═══ Entries shown ═══
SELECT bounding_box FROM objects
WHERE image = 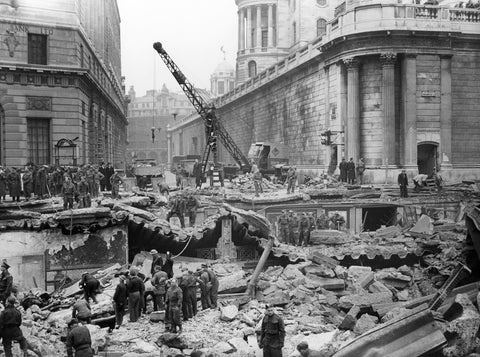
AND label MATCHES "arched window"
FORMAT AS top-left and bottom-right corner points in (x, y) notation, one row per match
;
(317, 18), (327, 37)
(248, 61), (257, 78)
═══
(Stated goal) Return each line in the data above that contains the string "FORMAT".

(Completed exercise)
FORMAT AS top-left and bottom-right corner points in (x, y) notation, one row per match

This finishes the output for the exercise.